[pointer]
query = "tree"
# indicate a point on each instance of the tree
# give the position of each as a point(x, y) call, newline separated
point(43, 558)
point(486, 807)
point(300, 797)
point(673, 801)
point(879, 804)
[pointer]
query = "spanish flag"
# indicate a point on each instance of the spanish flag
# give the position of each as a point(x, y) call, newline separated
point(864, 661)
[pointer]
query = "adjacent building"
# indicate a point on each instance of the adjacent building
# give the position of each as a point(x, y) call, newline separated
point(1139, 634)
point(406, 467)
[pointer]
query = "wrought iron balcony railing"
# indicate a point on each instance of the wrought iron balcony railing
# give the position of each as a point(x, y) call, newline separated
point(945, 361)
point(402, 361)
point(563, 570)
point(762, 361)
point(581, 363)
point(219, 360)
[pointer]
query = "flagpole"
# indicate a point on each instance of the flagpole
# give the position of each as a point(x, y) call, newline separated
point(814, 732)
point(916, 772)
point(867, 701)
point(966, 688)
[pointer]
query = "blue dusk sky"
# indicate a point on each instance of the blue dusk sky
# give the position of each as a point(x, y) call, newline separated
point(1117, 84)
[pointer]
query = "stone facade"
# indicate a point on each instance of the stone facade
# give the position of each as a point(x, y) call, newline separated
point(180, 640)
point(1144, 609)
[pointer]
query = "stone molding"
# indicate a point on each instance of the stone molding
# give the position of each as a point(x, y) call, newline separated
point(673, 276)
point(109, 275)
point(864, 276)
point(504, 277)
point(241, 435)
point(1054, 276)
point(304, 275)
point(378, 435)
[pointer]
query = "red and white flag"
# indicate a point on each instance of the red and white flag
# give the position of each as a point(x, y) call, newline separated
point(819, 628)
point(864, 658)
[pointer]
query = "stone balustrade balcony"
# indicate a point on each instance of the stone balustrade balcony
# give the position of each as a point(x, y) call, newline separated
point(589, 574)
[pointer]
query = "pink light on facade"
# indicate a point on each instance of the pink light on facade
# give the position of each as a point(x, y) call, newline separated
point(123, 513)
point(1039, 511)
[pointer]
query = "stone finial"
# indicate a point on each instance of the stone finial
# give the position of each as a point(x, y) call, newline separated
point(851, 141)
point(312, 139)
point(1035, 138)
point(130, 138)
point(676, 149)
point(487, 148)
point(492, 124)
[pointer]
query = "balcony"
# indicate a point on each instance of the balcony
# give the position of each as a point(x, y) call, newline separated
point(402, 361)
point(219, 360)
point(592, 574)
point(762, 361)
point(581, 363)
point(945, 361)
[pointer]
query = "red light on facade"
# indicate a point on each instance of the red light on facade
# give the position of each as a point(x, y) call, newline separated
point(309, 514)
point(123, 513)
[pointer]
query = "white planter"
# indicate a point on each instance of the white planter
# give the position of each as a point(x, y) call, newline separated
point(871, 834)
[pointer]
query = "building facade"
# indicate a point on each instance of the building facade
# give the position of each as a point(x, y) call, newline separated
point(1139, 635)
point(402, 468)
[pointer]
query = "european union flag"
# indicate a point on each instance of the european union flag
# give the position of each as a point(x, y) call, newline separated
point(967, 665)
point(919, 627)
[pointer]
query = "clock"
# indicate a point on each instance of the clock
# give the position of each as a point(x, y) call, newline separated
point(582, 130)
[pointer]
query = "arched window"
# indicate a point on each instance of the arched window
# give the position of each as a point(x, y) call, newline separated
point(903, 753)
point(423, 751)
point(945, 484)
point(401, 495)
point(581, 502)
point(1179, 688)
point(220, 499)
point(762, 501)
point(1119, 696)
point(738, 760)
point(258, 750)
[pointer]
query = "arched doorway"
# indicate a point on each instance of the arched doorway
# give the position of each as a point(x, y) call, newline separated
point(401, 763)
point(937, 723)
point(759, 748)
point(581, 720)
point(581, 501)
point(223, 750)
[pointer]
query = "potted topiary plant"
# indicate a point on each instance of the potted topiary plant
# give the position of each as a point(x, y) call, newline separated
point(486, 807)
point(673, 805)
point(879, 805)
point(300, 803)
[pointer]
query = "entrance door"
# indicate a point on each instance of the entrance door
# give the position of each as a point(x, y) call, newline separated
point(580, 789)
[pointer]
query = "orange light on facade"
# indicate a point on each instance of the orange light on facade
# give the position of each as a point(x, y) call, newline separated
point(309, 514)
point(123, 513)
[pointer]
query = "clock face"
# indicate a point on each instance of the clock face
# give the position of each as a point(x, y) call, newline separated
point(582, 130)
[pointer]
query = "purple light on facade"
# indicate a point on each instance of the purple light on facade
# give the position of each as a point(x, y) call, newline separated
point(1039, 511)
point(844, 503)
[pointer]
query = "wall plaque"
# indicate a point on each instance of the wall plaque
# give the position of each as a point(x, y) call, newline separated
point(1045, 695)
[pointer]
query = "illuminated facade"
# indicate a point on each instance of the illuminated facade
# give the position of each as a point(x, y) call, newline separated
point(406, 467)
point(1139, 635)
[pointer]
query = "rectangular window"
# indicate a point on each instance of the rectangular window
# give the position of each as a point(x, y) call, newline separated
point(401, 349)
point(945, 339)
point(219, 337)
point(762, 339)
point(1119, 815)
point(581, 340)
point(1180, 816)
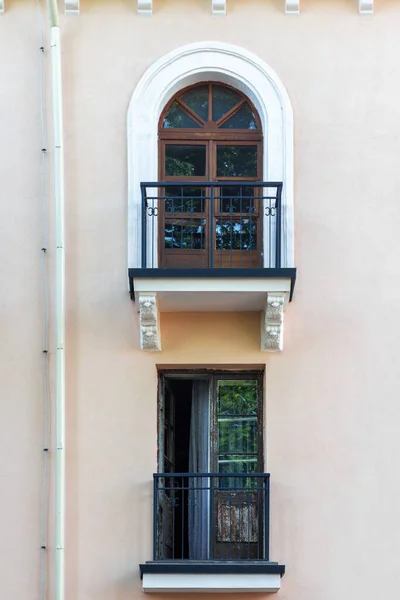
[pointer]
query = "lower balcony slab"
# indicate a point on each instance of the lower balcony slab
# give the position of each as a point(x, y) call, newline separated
point(229, 577)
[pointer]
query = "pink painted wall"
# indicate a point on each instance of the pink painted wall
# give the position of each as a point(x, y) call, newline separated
point(331, 397)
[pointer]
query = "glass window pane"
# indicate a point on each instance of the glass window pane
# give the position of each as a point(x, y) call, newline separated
point(236, 161)
point(197, 100)
point(238, 397)
point(224, 100)
point(186, 234)
point(236, 234)
point(184, 199)
point(242, 119)
point(237, 464)
point(238, 199)
point(185, 161)
point(176, 117)
point(237, 434)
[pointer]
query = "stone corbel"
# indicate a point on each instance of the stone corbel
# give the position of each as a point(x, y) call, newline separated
point(272, 323)
point(219, 7)
point(150, 335)
point(366, 7)
point(145, 7)
point(72, 7)
point(292, 7)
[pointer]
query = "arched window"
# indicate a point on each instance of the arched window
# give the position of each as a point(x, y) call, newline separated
point(210, 135)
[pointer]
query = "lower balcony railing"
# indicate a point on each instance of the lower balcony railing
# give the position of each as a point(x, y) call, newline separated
point(211, 517)
point(219, 224)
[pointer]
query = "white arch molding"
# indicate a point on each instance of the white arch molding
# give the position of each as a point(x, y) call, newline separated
point(210, 61)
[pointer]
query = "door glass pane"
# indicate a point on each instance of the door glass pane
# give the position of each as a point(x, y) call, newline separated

▸ Request: Do not include the images; transcribe the rest of the listing exactly.

▸ Result of this exercise:
[pointer]
query = "tree"
# indicate a point on each instance of the tree
# give the position of each as a point(x, y) call, newline separated
point(43, 558)
point(486, 807)
point(300, 797)
point(673, 801)
point(879, 804)
[pointer]
query = "spanish flag"
# indicate a point on each instance of the spanish flag
# give the position of each as a point(x, y) call, newline separated
point(864, 661)
[pointer]
query = "adjacent building"
# indicate a point on each instance of the adjacent building
# give the position of each as a point(x, y) call, newline separated
point(1139, 634)
point(406, 467)
[pointer]
query = "wrought iron balcony railing"
# indicate a point on each instance of the wrought iron balcony railing
# give the position of each as a point(x, y) call, newline separated
point(945, 361)
point(402, 361)
point(563, 570)
point(762, 361)
point(581, 363)
point(219, 360)
[pointer]
query = "flagpole"
# indicate a point on each instance of the flagpole
# give the position of each as a point(x, y) call, newline separated
point(814, 732)
point(916, 772)
point(867, 701)
point(966, 688)
[pointer]
query = "blue dusk sky"
# indicate a point on each instance of the blue dusk sky
# give the position of each as a point(x, y) call, newline separated
point(1117, 84)
[pointer]
query = "stone facade"
# indicate a point on each instance of the stone facade
# give the position of each as a point(x, y) call, newline separated
point(180, 640)
point(1144, 609)
[pointer]
query = "stone molding"
# indicate a point on each instance of the stone molding
# give the position of each as a point(x, y) call, newline separated
point(673, 276)
point(109, 275)
point(864, 276)
point(504, 277)
point(241, 435)
point(1054, 276)
point(304, 275)
point(378, 435)
[pointer]
query = "red and white flag"
# indicate a point on each instance of the red and white flag
# give the position of each as a point(x, y) call, newline separated
point(819, 628)
point(864, 658)
[pointer]
query = "stone balustrade balcony"
# indicate a point on each instance of the stone balustrade balcony
# give the position of each as a point(x, y) call, newline separated
point(589, 574)
[pointer]
query = "pink light on facade"
# indicate a point on each instance of the pink light on facade
# give the position of each as a point(x, y) call, newline separated
point(123, 513)
point(1039, 511)
[pointer]
query = "stone finial"
# indicate a point on each instance of the stone finial
# give the position of each as a point(x, y) call, newline separated
point(851, 141)
point(312, 139)
point(1035, 138)
point(130, 138)
point(676, 149)
point(487, 148)
point(492, 124)
[pointer]
query = "balcony"
# indicate a point on each instance of the balcony
# give the position of each as a point(x, y) call, newline separated
point(402, 361)
point(219, 360)
point(592, 574)
point(762, 361)
point(581, 363)
point(945, 361)
[pointer]
query = "red light on facade"
# indicate a point on each instance of the red light on facade
# give the position of each as a point(x, y) call, newline separated
point(309, 514)
point(123, 513)
[pointer]
query = "white planter"
# indicate a point on each instance of the white planter
# give the position of each as a point(x, y) call, newline separated
point(871, 834)
[pointer]
query = "building facade"
# indicate a point on each instance of the building facade
# give the position of each as a point(x, y) call, newline separated
point(1139, 635)
point(402, 468)
[pointer]
query = "european union flag"
# indicate a point on each instance of the european union flag
# give the position of each as a point(x, y) call, newline separated
point(967, 665)
point(919, 627)
[pointer]
query = "clock"
# indicate a point on each instance of the clock
# give the position of each as a point(x, y) call, newline separated
point(582, 130)
[pointer]
query = "arched window"
# indicate a point on each instance of the arched window
# give the position of each as a point(x, y) call, newline separated
point(903, 753)
point(423, 751)
point(945, 484)
point(401, 495)
point(581, 502)
point(1179, 688)
point(220, 499)
point(762, 501)
point(1119, 696)
point(738, 760)
point(258, 750)
[pointer]
query = "arched doorway"
# indicate a point on each instance of the arched doorway
# give the position of each as a point(x, y) call, newline separated
point(401, 763)
point(937, 723)
point(759, 748)
point(581, 720)
point(581, 501)
point(223, 750)
[pointer]
query = "potted topiary plant"
# indicate a point on each instance of the potted topiary plant
# give the position of each as a point(x, y) call, newline separated
point(486, 807)
point(673, 805)
point(879, 805)
point(300, 803)
[pointer]
query = "entrance door"
# indicate a point on each instance of the entrance door
# give the position of each as a point(x, y) call, newline separated
point(580, 789)
[pointer]
query = "orange light on facade"
# indicate a point on each instance of the orange light on facade
# give the position of each as a point(x, y) call, newline separated
point(309, 514)
point(123, 513)
[pointer]
query = "clock face"
# indicate a point on each instance of the clock face
# give the position of each as a point(x, y) call, newline separated
point(582, 130)
[pointer]
query = "purple light on facade"
# indicate a point on each instance of the purple light on facade
# give the position of each as a point(x, y) call, newline separated
point(1039, 511)
point(844, 503)
[pointer]
query = "wall plaque"
# indicate a point on each instance of the wall plaque
# give the position of each as a point(x, y) call, newline separated
point(1045, 695)
[pointer]
query = "illuminated facade"
# indicate a point on each instance of the illuminated facade
# give the position of each as a point(x, y) call, newline separated
point(406, 467)
point(1139, 635)
[pointer]
query = "rectangular window"
# indicate a point on each instance of the rectangular window
# give the position of each as a point(x, y) call, newline separated
point(401, 349)
point(945, 339)
point(219, 337)
point(762, 339)
point(1119, 815)
point(581, 340)
point(1180, 816)
[pointer]
query = "lower balcony slab"
# indicate a point on each instance of the lower balcony slab
# give the position of each as a point(x, y) call, newline separated
point(229, 577)
[pointer]
query = "pink painted wall"
# indicate a point on each instance of the pink painted wall
# give the position of each as a point(x, y) call, newline separated
point(331, 397)
[pointer]
query = "glass window pane"
# indicate a point on each instance of the glass window pane
# give the position of each as a point(x, y) call, newline separated
point(236, 161)
point(197, 100)
point(238, 397)
point(224, 100)
point(186, 234)
point(236, 234)
point(184, 199)
point(242, 119)
point(237, 464)
point(238, 199)
point(185, 161)
point(176, 117)
point(237, 434)
[pointer]
query = "stone corbel"
# indicate a point on each instance of the stone corbel
# give the position of each as a point(x, y) call, newline separated
point(272, 323)
point(219, 7)
point(150, 335)
point(366, 7)
point(145, 7)
point(72, 7)
point(292, 7)
[pointer]
query = "arched window"
# indicate a point on each instance of the arched window
# give the position of each as a point(x, y) call, newline separated
point(210, 135)
[pointer]
query = "lower balcony railing"
# indicate a point on each instance of the lower balcony railing
# give the position of each as a point(x, y) call, newline separated
point(211, 517)
point(219, 224)
[pointer]
query = "white arch molding"
# indicate a point on each instance of the white arch molding
# give the position of each as a point(x, y) call, newline separated
point(210, 61)
[pointer]
query = "door glass pane"
# indicate a point on each instance of the door glass pane
# give the position of each as a point(x, y) call, newline separated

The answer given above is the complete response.